DIRECTIONS
Duplicate each of the records below line for line, making no changes.

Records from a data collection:
###

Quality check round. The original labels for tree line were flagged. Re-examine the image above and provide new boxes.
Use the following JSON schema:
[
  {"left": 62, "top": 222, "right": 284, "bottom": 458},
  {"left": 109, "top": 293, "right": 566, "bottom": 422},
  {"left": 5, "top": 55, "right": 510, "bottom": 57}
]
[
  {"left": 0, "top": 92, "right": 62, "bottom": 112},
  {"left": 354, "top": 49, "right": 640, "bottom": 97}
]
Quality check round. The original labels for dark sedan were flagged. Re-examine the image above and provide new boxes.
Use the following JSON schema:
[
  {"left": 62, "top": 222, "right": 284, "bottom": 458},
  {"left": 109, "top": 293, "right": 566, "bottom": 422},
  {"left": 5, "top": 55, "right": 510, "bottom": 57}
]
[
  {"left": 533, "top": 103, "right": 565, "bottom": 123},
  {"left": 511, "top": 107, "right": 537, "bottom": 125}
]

###

EXERCISE RESPONSE
Quality check round. The original labels for tree line were flagged. Re-examine the image above and provide new boxes.
Use the following JSON schema:
[
  {"left": 62, "top": 222, "right": 284, "bottom": 458},
  {"left": 109, "top": 293, "right": 566, "bottom": 422},
  {"left": 5, "top": 55, "right": 510, "bottom": 57}
]
[
  {"left": 0, "top": 92, "right": 62, "bottom": 112},
  {"left": 354, "top": 49, "right": 640, "bottom": 97}
]
Quality check round. The original labels for dark sedan were flagged. Re-examine the image above and provide new boxes.
Use the following JSON schema:
[
  {"left": 62, "top": 222, "right": 284, "bottom": 458},
  {"left": 109, "top": 293, "right": 566, "bottom": 422},
  {"left": 5, "top": 55, "right": 510, "bottom": 57}
]
[
  {"left": 533, "top": 103, "right": 565, "bottom": 123},
  {"left": 511, "top": 107, "right": 537, "bottom": 125}
]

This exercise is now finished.